Stored records:
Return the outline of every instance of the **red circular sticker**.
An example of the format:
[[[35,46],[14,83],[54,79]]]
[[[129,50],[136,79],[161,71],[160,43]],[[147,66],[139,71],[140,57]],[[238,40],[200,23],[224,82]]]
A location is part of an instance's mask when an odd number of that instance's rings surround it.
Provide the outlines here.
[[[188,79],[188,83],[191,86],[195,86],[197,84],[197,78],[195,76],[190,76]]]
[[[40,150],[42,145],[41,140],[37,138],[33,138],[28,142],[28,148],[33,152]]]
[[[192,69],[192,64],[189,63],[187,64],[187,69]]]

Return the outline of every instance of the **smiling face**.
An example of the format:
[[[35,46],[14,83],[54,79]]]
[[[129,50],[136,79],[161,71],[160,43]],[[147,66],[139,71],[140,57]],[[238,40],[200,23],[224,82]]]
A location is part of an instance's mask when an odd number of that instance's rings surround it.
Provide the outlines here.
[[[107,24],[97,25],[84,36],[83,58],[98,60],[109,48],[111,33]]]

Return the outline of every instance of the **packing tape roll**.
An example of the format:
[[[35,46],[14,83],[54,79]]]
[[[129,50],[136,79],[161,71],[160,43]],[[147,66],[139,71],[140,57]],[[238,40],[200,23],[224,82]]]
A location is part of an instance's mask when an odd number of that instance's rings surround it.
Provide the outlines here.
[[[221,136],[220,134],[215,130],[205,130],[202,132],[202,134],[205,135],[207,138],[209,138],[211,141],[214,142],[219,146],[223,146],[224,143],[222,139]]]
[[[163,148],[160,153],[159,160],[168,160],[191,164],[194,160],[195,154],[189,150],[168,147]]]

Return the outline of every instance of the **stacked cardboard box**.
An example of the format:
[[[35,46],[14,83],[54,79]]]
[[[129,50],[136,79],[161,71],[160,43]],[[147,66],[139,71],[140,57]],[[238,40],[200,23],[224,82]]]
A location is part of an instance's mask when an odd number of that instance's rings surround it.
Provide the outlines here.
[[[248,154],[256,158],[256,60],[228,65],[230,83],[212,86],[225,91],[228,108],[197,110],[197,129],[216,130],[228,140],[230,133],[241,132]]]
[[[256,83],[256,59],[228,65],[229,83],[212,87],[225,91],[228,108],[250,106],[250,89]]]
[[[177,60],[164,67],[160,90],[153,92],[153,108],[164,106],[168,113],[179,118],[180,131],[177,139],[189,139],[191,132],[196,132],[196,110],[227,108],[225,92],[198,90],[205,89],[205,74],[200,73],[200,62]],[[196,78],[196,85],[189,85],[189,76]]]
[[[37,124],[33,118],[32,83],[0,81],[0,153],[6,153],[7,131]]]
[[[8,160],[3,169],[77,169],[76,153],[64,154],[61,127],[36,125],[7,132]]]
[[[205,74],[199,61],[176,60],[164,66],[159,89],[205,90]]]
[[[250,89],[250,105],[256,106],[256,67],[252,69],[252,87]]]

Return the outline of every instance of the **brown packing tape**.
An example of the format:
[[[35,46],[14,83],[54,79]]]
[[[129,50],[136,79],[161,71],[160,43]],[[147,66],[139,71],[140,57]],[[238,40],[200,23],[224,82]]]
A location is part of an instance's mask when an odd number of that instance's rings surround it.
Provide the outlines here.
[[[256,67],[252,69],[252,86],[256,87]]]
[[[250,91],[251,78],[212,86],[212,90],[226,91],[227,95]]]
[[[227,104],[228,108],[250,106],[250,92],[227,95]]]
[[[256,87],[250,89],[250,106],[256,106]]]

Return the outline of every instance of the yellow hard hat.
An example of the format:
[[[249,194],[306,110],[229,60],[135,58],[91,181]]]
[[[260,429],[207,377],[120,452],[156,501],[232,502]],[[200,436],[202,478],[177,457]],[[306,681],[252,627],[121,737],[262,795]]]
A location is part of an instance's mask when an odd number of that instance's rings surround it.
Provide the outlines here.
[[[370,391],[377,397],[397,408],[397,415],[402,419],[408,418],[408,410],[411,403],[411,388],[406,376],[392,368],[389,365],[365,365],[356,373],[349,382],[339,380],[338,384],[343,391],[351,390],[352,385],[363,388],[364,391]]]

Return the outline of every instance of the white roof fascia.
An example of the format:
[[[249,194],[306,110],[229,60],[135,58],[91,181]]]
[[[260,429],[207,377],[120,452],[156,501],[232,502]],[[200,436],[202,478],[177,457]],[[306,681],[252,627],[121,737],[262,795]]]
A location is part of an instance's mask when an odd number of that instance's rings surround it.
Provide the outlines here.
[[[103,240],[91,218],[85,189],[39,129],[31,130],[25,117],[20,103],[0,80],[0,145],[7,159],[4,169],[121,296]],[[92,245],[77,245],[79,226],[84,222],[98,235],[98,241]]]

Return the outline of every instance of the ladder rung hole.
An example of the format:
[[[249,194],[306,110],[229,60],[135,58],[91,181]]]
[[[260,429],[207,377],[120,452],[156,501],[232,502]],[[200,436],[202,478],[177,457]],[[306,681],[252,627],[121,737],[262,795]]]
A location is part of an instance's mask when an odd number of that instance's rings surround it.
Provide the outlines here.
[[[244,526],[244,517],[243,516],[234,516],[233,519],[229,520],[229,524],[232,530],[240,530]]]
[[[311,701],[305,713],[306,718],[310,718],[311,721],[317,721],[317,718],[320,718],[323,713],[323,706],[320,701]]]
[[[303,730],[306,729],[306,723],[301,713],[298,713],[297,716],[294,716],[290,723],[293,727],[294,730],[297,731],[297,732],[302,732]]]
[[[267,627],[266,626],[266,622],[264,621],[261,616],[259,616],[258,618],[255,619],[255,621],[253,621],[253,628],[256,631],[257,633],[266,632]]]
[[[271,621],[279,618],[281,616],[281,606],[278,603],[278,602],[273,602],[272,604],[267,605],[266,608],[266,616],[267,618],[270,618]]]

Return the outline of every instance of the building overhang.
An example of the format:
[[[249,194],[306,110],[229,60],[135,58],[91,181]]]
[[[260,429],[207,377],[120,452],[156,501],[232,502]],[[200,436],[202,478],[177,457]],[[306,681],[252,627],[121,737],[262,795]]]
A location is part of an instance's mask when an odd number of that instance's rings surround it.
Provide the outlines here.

TASK GOAL:
Rewrite every one of the entries above, swapping each "Provide the outlines here" for "Give the outlines below" and changing nothing else.

RESPONSE TO THE TASK:
Return the outline of every instance of the **red circular sticker**.
An example of the format:
[[[35,46],[14,83],[54,79]]]
[[[129,50],[136,79],[161,71],[160,43]],[[147,66],[139,71],[140,57]],[[238,40],[200,23],[224,82]]]
A location is part of an instance's mask when an odd number of that instance's rings surround it.
Give the outlines below.
[[[188,79],[188,83],[191,86],[195,86],[197,84],[197,78],[195,76],[190,76]]]
[[[40,150],[42,145],[41,140],[37,138],[33,138],[28,142],[28,148],[33,152]]]
[[[192,69],[192,64],[189,63],[187,64],[187,69]]]

Return the outline of every instance of the **smiling face**.
An example of the format:
[[[35,46],[14,83],[54,79]]]
[[[129,50],[136,79],[161,71],[160,43]],[[147,66],[139,71],[140,57]],[[238,40],[200,23],[224,82]]]
A location is part of an instance's mask when an odd number of that instance's rings surround it.
Give the outlines below.
[[[107,24],[97,25],[84,36],[83,58],[98,60],[109,48],[111,33]]]

Return the outline of every instance of the **packing tape roll**.
An example of the format:
[[[35,46],[14,83],[54,79]]]
[[[129,50],[136,79],[161,71],[160,43]],[[147,66],[139,71],[140,57]],[[238,40],[200,23],[224,82]]]
A location is part of an instance's mask when an odd number of that instance's rings surround it.
Give the outlines below.
[[[221,136],[220,134],[215,130],[205,130],[202,132],[202,134],[205,135],[207,138],[209,138],[211,141],[214,142],[219,146],[223,146],[224,143],[222,139]]]
[[[163,148],[160,153],[159,160],[168,160],[191,164],[194,160],[195,154],[189,150],[168,147]]]

Return the outline of every instance of the **stacked cardboard box**.
An example of the format:
[[[35,46],[14,83],[54,79]]]
[[[129,50],[136,79],[161,71],[160,43]],[[147,66],[139,71],[140,57]],[[238,40],[200,23],[224,82]]]
A location is part of an instance's mask when an odd number of that instance's rings surround it.
Give the outlines below.
[[[248,154],[256,158],[256,60],[228,65],[230,83],[212,86],[225,91],[228,108],[197,110],[197,129],[216,130],[228,140],[230,133],[241,132]]]
[[[256,83],[256,59],[228,65],[229,83],[212,87],[225,91],[228,108],[250,106],[250,89]]]
[[[177,60],[164,67],[160,90],[153,92],[153,108],[164,106],[168,113],[179,118],[180,131],[177,139],[189,139],[191,132],[196,132],[196,110],[227,108],[225,92],[198,90],[205,89],[205,74],[200,73],[200,62]],[[196,78],[196,85],[189,85],[189,76]]]
[[[37,124],[33,118],[32,83],[0,81],[0,153],[6,153],[7,131]]]
[[[8,160],[3,169],[77,169],[76,153],[64,154],[61,127],[36,125],[7,132]]]
[[[205,74],[199,61],[176,60],[164,66],[159,89],[205,90]]]
[[[250,89],[250,105],[256,106],[256,67],[252,69],[252,87]]]

Return the outline of every instance of the **brown packing tape**.
An example of the format:
[[[35,46],[14,83],[54,79]]]
[[[129,50],[136,79],[161,71],[160,43]],[[147,66],[139,71],[140,57]],[[238,40],[200,23],[224,82]]]
A location is part of an instance's mask when an odd number of that instance's rings surround it.
Give the outlines below.
[[[256,67],[252,69],[252,86],[256,87]]]
[[[250,91],[251,78],[212,86],[212,90],[226,91],[227,95]]]
[[[227,104],[228,108],[250,106],[250,92],[227,95]]]
[[[256,87],[250,89],[250,106],[256,106]]]

Return the outline of every instance of the yellow hard hat.
An example of the format:
[[[249,194],[306,110],[229,60],[135,58],[91,181]]]
[[[260,429],[207,377],[120,452],[156,501],[232,502]],[[200,436],[202,478],[177,457]],[[306,681],[252,627],[121,737],[262,795]]]
A location is part of an instance's mask when an odd number of that instance's rings surround it.
Give the outlines below.
[[[370,391],[377,397],[397,408],[397,415],[402,419],[408,418],[408,410],[411,403],[411,388],[406,376],[392,368],[389,365],[365,365],[356,373],[349,382],[339,380],[338,384],[343,391],[351,390],[352,385],[363,388],[364,391]]]

Return the outline of every instance of the white roof fascia.
An example of the format:
[[[249,194],[306,110],[229,60],[135,58],[91,181]]]
[[[260,429],[207,377],[120,452],[156,501],[232,502]],[[200,436],[202,478],[177,457]],[[306,681],[252,627],[121,737],[262,795]]]
A location is part of an instance's mask when an odd number of that instance's rings surround it.
Give the outlines below.
[[[103,240],[91,218],[85,189],[39,129],[31,130],[25,117],[20,103],[0,80],[0,145],[7,159],[4,169],[121,296]],[[92,245],[77,245],[79,226],[84,222],[98,235],[98,241]]]

Return the outline of every instance of the ladder rung hole.
An example of the format:
[[[249,194],[306,110],[229,60],[135,58],[91,181]]]
[[[260,429],[207,377],[120,452],[156,501],[232,502]],[[200,436],[202,478],[177,457]],[[306,681],[252,627],[121,737],[262,795]]]
A location is part of an instance's mask when an odd number of that instance's rings surround it.
Give the outlines below.
[[[244,526],[244,517],[243,516],[234,516],[233,519],[229,520],[229,524],[232,530],[240,530]]]
[[[311,701],[305,713],[306,718],[310,718],[311,721],[317,721],[317,718],[320,718],[323,713],[323,706],[320,701]]]
[[[303,730],[306,729],[306,723],[301,713],[298,713],[297,716],[294,716],[290,723],[293,727],[294,730],[297,731],[297,732],[302,732]]]
[[[267,627],[266,626],[266,622],[264,621],[261,616],[259,616],[258,618],[255,619],[255,621],[253,621],[253,628],[256,631],[257,633],[266,632]]]
[[[271,621],[279,618],[281,616],[281,606],[278,603],[278,602],[273,602],[272,604],[267,605],[266,608],[266,616],[267,618],[270,618]]]

Return the outline of every instance of the building overhang.
An example of the format:
[[[249,194],[306,110],[229,60],[135,58],[91,181]]]
[[[260,429],[207,377],[120,452],[156,501],[232,502]],[[200,436],[202,478],[177,457]],[[306,681],[252,627],[121,737],[262,795]]]
A location is part of an instance's mask when an odd number of that instance's rings surround it.
Give the outlines below.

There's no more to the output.